> [TO DO] Locate every line in the rows below that contains the string "fence" and copy each such line. Case counts.
------------------------------------------------
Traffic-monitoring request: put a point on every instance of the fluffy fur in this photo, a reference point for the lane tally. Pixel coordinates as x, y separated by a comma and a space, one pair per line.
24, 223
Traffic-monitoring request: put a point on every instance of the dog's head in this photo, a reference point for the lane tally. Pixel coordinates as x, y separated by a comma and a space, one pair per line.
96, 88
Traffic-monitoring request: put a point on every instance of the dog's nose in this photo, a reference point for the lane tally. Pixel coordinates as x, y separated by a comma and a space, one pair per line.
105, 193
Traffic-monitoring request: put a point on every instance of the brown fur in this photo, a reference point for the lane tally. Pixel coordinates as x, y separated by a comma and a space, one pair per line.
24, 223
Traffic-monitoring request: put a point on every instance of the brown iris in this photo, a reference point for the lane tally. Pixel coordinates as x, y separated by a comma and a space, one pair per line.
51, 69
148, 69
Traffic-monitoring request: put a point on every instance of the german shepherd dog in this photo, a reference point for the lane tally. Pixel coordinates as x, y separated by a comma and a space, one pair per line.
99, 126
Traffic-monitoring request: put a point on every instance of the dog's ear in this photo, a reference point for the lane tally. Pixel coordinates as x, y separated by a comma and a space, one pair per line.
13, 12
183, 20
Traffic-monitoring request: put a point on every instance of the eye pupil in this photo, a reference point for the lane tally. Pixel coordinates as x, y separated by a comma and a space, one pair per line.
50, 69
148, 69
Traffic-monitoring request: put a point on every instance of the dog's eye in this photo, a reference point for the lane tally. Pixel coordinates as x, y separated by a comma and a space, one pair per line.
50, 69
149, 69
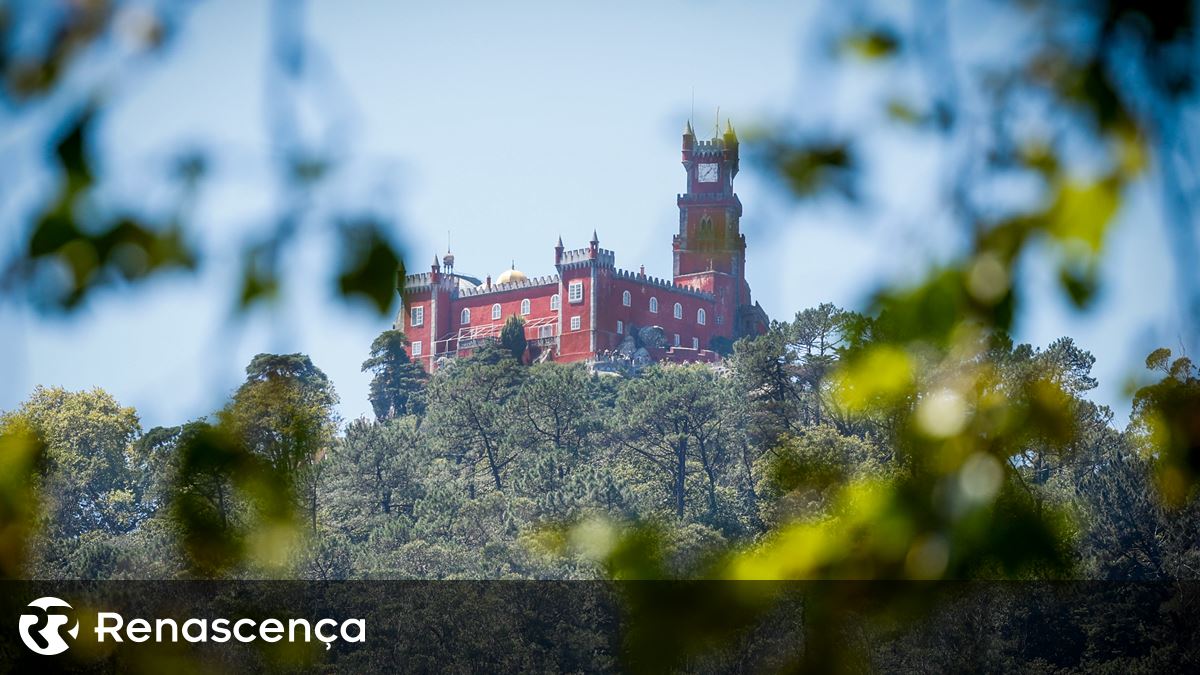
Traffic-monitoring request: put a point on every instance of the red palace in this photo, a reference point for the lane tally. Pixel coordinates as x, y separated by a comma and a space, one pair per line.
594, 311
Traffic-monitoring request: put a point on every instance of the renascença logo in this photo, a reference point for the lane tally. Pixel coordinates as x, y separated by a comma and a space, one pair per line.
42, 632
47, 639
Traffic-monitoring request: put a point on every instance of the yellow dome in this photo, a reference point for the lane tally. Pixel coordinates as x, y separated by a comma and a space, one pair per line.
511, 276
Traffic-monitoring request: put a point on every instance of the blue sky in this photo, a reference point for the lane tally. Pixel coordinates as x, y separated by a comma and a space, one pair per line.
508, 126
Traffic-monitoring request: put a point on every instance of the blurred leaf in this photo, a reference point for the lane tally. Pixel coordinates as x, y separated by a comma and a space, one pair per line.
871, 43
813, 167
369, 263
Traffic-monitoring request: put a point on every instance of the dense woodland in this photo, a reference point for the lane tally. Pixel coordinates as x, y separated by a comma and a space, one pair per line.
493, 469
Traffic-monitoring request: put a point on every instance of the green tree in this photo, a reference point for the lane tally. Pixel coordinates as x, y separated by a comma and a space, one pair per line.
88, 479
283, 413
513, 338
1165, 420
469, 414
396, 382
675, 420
------------------------------------------------
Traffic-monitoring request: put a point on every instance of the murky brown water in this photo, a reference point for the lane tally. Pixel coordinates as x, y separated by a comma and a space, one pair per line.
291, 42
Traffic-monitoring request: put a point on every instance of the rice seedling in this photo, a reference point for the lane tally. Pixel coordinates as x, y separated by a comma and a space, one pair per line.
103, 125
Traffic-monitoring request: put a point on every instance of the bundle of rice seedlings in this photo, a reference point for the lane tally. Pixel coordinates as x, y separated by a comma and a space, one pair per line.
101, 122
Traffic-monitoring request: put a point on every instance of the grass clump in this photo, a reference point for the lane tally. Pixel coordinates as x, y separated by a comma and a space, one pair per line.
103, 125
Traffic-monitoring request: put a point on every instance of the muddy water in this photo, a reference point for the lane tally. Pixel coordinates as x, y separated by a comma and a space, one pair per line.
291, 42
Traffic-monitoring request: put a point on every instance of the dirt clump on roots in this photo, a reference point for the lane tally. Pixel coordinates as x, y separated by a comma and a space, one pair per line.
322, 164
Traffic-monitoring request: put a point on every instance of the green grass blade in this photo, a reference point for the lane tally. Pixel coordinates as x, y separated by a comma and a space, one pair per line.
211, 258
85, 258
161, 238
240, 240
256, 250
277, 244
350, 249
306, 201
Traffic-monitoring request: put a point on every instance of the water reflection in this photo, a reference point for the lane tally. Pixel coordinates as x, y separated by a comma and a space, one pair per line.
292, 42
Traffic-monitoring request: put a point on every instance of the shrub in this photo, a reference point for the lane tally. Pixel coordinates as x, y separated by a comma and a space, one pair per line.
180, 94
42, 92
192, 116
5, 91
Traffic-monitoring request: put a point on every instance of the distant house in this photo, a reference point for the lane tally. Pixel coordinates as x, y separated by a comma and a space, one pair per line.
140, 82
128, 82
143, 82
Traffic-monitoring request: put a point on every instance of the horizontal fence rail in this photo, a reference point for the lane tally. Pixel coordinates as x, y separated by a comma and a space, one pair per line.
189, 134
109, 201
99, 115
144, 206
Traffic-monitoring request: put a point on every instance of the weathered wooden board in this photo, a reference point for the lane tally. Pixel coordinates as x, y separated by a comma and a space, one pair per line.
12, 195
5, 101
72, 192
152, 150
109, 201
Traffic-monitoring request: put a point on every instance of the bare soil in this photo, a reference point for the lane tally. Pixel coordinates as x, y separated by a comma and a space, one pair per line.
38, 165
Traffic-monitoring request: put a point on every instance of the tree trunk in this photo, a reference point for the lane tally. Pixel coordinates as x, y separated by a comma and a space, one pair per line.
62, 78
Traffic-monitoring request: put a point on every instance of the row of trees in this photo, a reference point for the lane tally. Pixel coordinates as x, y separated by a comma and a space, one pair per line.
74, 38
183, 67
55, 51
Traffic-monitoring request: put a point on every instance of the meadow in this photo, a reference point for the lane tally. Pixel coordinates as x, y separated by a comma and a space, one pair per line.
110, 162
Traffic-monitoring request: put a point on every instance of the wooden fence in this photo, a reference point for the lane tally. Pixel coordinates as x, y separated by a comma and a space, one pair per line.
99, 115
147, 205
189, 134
------------------------------------------------
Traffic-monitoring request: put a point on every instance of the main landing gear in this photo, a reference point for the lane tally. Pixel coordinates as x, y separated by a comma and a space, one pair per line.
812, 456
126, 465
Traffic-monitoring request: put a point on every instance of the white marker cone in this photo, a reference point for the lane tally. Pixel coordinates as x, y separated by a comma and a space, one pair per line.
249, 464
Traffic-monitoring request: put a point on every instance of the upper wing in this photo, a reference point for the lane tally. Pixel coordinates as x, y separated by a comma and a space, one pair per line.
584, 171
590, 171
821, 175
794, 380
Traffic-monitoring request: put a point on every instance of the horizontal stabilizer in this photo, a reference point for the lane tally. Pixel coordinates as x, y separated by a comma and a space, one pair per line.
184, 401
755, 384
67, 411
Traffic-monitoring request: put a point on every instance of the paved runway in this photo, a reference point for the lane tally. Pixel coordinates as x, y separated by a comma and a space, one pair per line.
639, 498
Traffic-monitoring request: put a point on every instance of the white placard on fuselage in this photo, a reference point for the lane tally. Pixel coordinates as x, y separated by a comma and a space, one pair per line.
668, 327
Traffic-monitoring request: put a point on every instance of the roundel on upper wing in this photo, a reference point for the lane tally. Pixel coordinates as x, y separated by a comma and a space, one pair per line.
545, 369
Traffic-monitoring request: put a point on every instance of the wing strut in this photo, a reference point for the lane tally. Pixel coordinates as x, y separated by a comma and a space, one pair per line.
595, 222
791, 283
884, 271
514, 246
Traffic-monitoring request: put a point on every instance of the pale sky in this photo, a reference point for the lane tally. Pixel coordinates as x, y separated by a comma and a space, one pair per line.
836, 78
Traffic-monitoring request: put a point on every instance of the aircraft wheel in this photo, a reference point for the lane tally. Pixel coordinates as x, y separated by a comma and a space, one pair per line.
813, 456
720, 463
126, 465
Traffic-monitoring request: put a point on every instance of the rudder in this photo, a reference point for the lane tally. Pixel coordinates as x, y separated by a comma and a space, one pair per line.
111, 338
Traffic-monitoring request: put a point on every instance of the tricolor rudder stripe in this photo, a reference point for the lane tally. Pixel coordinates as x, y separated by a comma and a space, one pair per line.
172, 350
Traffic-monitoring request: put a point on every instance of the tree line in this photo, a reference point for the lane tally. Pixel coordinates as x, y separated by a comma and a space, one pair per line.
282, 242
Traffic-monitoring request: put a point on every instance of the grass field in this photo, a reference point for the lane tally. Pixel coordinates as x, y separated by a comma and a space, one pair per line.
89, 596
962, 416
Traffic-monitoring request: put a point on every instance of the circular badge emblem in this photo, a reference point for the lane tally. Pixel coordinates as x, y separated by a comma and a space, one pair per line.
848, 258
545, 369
------------------------------------------------
> [RESULT OF THE EXERCISE]
Traffic-monitoring request: put a point on every instance of the horizontal fence rail in this photo, a reference point for the lane tally. Pixel coordinates as x, y separated by a comma and a space, one pair per line.
Traffic-monitoring request: put a point on every instance of the wooden fence in this photo, a reference point for the lane tally. Pixel coordinates as x, y separated by a comma and a space, one pair per line.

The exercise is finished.